• _Aim of the task_:
Set down the line containing "Where is the white car" and every line that follows it in the listing below, exactly as written and with nothing added.

++++++

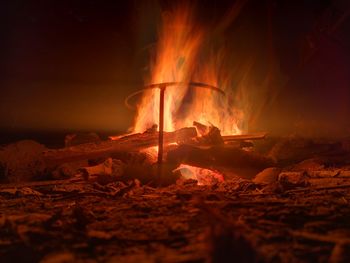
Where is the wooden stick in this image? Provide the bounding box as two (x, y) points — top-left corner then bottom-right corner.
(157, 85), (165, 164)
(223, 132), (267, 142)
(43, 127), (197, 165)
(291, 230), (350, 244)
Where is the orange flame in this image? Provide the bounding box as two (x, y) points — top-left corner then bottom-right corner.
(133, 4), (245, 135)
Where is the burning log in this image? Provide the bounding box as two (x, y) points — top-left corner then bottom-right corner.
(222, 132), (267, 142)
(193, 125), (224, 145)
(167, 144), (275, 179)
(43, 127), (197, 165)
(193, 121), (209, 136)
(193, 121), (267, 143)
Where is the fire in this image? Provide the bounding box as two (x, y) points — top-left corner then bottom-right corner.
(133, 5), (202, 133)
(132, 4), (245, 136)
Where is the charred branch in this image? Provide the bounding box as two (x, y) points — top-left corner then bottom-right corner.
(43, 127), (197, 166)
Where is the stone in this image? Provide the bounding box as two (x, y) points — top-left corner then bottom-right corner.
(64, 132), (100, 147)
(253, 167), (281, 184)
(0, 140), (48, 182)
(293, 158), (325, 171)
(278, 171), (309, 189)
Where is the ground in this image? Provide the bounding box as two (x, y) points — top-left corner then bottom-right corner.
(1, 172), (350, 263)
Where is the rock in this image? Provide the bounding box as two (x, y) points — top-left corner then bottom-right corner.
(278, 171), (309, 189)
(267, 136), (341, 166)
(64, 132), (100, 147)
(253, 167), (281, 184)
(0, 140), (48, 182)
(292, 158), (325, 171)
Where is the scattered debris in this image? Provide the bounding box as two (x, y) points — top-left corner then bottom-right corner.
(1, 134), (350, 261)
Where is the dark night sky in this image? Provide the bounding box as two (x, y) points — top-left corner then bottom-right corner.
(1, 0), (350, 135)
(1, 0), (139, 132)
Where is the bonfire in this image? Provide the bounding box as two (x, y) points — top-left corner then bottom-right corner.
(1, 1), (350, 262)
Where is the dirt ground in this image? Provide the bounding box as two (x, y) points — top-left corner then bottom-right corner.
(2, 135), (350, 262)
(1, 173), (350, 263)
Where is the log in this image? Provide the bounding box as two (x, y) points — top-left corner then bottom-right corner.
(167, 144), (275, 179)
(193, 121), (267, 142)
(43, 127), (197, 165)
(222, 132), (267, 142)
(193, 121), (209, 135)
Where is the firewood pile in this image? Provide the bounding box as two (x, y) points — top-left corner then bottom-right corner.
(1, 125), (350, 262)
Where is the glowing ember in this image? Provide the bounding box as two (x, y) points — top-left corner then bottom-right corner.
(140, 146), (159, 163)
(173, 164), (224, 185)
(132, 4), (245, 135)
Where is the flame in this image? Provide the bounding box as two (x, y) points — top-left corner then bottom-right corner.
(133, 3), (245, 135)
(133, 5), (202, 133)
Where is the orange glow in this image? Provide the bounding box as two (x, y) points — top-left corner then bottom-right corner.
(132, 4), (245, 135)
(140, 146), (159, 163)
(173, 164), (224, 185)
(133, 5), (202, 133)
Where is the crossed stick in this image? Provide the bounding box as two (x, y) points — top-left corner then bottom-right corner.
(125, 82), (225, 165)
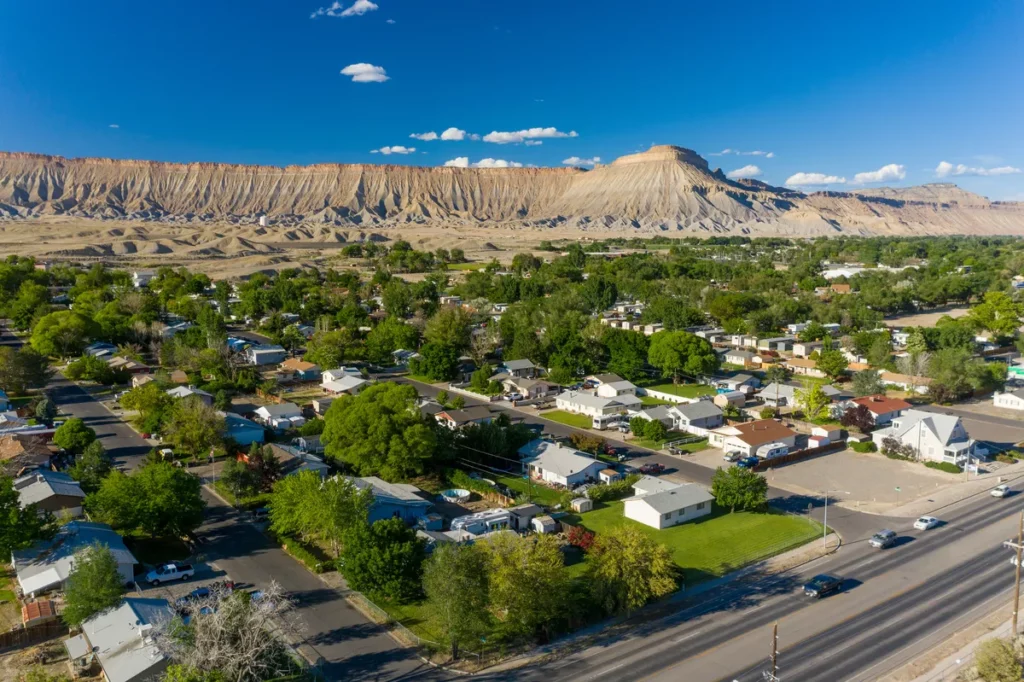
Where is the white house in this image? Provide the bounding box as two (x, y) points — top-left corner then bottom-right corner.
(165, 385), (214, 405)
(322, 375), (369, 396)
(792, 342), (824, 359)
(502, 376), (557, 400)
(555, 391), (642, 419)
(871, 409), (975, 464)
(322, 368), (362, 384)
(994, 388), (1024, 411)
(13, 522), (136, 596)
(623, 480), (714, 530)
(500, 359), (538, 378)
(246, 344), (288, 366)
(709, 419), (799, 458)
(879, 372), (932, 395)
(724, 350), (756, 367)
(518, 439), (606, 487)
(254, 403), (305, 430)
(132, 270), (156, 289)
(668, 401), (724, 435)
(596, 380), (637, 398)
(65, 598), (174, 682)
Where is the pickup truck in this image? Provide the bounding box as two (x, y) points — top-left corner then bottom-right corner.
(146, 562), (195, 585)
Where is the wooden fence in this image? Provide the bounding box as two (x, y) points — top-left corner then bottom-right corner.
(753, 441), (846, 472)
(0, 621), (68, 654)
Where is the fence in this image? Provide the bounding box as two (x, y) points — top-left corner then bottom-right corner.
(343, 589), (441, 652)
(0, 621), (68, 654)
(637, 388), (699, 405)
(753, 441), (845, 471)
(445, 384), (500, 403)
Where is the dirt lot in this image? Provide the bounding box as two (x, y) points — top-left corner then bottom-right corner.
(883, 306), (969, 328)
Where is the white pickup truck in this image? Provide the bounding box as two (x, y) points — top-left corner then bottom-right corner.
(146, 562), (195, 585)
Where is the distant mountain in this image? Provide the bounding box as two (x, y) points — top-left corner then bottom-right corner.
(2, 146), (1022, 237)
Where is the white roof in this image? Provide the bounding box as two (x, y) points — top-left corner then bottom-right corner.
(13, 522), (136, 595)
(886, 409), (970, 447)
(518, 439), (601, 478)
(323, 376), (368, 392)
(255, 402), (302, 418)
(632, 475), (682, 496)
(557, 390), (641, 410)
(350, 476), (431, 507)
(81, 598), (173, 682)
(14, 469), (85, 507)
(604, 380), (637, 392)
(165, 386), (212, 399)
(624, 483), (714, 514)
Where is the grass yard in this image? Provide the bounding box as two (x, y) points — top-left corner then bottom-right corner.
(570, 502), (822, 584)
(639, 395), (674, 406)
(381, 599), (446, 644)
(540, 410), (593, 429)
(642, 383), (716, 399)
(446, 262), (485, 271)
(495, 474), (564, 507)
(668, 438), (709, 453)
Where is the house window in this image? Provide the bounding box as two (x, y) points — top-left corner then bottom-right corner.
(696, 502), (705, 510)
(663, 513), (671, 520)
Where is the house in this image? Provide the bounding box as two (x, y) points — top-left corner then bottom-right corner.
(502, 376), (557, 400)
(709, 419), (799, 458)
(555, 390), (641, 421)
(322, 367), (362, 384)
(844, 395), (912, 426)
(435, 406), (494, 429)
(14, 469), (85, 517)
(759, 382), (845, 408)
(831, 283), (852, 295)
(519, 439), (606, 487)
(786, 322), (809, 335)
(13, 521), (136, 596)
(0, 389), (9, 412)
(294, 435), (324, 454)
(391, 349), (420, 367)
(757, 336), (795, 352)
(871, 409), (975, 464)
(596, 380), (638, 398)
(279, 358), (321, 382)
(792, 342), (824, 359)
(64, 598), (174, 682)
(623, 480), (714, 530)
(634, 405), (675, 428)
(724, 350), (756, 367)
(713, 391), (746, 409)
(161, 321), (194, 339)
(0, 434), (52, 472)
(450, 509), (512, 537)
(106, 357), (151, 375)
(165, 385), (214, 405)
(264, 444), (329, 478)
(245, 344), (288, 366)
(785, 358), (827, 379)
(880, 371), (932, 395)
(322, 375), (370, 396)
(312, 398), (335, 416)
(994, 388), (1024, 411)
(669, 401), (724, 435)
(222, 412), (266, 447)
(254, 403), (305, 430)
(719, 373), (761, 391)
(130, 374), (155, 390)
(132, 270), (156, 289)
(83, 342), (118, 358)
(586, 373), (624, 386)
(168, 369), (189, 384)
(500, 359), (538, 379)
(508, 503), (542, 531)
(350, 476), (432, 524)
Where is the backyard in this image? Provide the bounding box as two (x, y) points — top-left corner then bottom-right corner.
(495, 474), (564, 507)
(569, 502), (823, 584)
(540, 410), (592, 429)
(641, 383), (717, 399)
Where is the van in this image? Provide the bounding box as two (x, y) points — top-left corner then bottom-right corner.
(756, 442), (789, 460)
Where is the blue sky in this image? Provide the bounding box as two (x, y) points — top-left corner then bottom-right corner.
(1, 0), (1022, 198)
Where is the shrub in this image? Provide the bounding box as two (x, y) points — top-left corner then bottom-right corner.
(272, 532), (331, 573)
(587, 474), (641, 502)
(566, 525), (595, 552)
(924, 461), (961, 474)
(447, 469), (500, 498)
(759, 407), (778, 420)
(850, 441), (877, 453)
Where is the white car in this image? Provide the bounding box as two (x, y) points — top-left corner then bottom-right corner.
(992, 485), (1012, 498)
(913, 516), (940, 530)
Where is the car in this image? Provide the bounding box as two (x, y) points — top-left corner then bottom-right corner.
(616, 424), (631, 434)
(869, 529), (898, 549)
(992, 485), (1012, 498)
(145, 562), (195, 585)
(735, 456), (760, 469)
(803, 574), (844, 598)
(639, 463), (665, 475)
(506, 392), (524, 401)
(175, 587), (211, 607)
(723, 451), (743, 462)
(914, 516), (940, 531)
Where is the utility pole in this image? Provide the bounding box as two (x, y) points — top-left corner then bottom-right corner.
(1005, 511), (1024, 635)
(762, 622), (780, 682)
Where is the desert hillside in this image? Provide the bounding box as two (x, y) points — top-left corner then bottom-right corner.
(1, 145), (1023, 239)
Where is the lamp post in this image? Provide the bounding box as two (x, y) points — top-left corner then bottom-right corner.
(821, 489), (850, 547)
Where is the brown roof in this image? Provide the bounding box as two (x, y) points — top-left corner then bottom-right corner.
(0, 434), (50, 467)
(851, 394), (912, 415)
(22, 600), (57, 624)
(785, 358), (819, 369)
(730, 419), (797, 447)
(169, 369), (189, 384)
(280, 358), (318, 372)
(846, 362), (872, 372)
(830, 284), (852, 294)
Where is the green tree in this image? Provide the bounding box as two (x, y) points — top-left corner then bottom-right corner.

++++++

• _Final answer_:
Where is the white car in this image? Provide the bounding box as two (x, y) points — top-left corner then bottom-right corner.
(992, 485), (1012, 498)
(913, 516), (940, 530)
Where is the car in this image? Provide the bounding box as two (x, y) points — top-left corner then bottom-right corner.
(616, 424), (631, 434)
(869, 529), (898, 549)
(992, 485), (1012, 498)
(145, 562), (195, 585)
(735, 456), (760, 469)
(803, 574), (844, 598)
(639, 463), (665, 475)
(506, 392), (524, 401)
(175, 587), (211, 607)
(723, 451), (743, 462)
(914, 516), (940, 531)
Where is the utility pole in this image? Provide the bounding box as two (x, y) points — top-left corner then bottom-right corner.
(1005, 511), (1024, 635)
(762, 622), (780, 682)
Where is the desert hillside in this image? Provide the bounding box as two (x, y) points — top-left corner then bottom-right corner.
(1, 145), (1023, 239)
Where is the lamp post in this image? Provide the bounding box as two (x, y) points — top-left corner then bottom-right corner.
(821, 489), (850, 547)
Where is the brown roof in this image? Provide the bounding box as two (x, y) points — top-left corner then bottom-right corner.
(0, 434), (50, 467)
(851, 394), (912, 415)
(22, 600), (57, 624)
(785, 358), (819, 369)
(730, 419), (797, 447)
(169, 369), (189, 384)
(280, 358), (318, 372)
(846, 362), (872, 372)
(830, 284), (852, 294)
Where is the green tree in this image? Provide the bounding box as two (x, y) points — top-left corner then bottom-right corner.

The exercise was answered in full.